» TASK INSTRUCTIONS: Put every line of the records below into a Markdown table, skipping blank lines. Use a "Row" column for the row number and a "Line" column for the line itself.

[Location labeling records]
——————

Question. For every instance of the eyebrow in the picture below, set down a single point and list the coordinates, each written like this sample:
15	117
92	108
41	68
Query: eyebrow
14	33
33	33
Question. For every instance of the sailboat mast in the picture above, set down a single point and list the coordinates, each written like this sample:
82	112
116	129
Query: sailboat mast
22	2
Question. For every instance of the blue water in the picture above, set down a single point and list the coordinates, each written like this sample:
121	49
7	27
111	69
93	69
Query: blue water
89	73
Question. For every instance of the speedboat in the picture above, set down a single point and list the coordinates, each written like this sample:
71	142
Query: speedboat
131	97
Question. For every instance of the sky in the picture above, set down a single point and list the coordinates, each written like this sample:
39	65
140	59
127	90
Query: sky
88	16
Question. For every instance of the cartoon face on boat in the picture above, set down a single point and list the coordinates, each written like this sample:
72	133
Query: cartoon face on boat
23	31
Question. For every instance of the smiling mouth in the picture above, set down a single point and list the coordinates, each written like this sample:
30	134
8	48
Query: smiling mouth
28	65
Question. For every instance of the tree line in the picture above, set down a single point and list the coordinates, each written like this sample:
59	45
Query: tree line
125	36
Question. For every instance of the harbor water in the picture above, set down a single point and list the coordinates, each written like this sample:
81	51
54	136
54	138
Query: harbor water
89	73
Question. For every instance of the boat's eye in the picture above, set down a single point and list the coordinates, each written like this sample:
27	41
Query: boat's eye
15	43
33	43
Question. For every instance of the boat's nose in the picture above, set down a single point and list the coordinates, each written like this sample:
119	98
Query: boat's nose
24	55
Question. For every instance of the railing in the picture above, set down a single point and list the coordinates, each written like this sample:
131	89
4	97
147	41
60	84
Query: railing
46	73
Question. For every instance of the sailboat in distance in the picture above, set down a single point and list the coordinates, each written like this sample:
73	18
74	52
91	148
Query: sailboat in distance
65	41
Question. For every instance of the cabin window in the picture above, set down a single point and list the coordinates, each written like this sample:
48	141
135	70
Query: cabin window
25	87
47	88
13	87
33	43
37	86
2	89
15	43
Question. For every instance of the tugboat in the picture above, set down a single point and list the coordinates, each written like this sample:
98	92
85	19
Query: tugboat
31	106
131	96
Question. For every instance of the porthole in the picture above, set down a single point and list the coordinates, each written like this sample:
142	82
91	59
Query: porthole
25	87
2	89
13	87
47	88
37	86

——————

» CORRECT OUTPUT:
| Row | Line |
|---|---|
| 1 | Question. For every instance of the eyebrow in the picture below, set down a single point and list the coordinates, each written like this sample: |
| 2 | 15	117 |
| 3 | 92	108 |
| 4 | 41	68 |
| 5 | Query: eyebrow |
| 6 | 14	33 |
| 7 | 33	33 |
| 8 | Question. For every instance of the sailboat mast in the picture above, set down a single point and list the coordinates, each written like this sample: |
| 9 | 82	112 |
| 10 | 116	129 |
| 11 | Query: sailboat mast |
| 12 | 22	2 |
| 13 | Question. For every instance of the blue water in the picture above, set down a single point and list the coordinates, each written like this sample: |
| 14 | 121	49 |
| 15 | 7	27 |
| 16 | 111	69 |
| 17 | 93	69 |
| 18 | Query: blue water |
| 19 | 89	73 |
| 20 | Question. For every instance of the speedboat in the picture above, set down a single point and list the coordinates, each written like this sample: |
| 21 | 71	142 |
| 22 | Query: speedboat |
| 23 | 131	97 |
| 24 | Question. For every instance of the sky in the picture above, set down a single point and list the coordinates, each written like this sample: |
| 25 | 39	65 |
| 26 | 140	59 |
| 27 | 127	90 |
| 28 | Query: sky |
| 29 | 88	16 |
| 30 | Question. For every instance of the cartoon face on boat in the picture above, set down a single point and list the coordinates, each written like this sample: |
| 31 | 72	133 |
| 32 | Query: cartoon face on boat |
| 33 | 23	31 |
| 34 | Question. For every instance of the smiling mouth in the picture above, set down a single point and list the coordinates, each written like this sample: |
| 35 | 30	134 |
| 36 | 8	48 |
| 37 | Query: smiling mouth |
| 38 | 28	65 |
| 39 | Question. For every instance of the tree line in the picture above, set down a single point and list the coordinates, each written like this sample: |
| 40 | 59	45 |
| 41 | Query: tree line |
| 42 | 125	36 |
| 43 | Question. For every instance of the harbor water in the picture above, set down a single point and list the coordinates, each written like this sample: |
| 44 | 81	51 |
| 45 | 54	136 |
| 46 | 54	138 |
| 47 | Query: harbor water |
| 48 | 89	73 |
| 49 | Question. For every instance of the boat's eye in the picture above, set down a single point and list the coordinates, each written like this sample: |
| 50 | 27	41 |
| 51 | Query: boat's eye |
| 52 | 15	43 |
| 53 | 33	43 |
| 54 | Question. For every instance of the boat's nose in the picture above, set down a single point and list the coordinates, each written like this sample: |
| 55 | 119	98 |
| 56 | Query: boat's nose |
| 57 | 24	55 |
| 58 | Question. For every instance of the railing in the picture above, set down a single point and list the coordinates, each written like this sample: |
| 59 | 131	89 |
| 60 | 4	97 |
| 61 | 147	41 |
| 62 | 60	84 |
| 63 | Query: railing |
| 64 | 46	73 |
| 65 | Question. For every instance of the sailboat in distance in the picture above, set down a single point and list the coordinates, each written like this sample: |
| 66 | 73	18 |
| 67 | 74	52 |
| 68 | 91	148 |
| 69 | Query: sailboat in distance |
| 70 | 65	41 |
| 71 | Question. For every instance of the cabin window in the picture above, set down a single point and list the coordinates, each written like this sample: |
| 72 | 48	141 |
| 73 | 135	70 |
| 74 | Query: cabin window |
| 75 | 25	87 |
| 76 | 47	88 |
| 77 | 13	87 |
| 78 | 33	43 |
| 79 | 37	86 |
| 80 | 2	89 |
| 81 | 15	43 |
| 82 | Question. For every instance of the tugboat in the picture above, set down a single point and list the coordinates, each written like this sample: |
| 83 | 98	92 |
| 84 | 85	19 |
| 85 | Query: tugboat |
| 86 | 31	106 |
| 87 | 131	96 |
| 88 | Question. For every instance of the porthole in the picture above, set down a single point and list the coordinates, each written like this sample: |
| 89 | 142	82 |
| 90 | 91	59 |
| 91 | Query: porthole |
| 92 | 25	87 |
| 93 | 2	89 |
| 94 | 13	87 |
| 95 | 47	88 |
| 96 | 37	86 |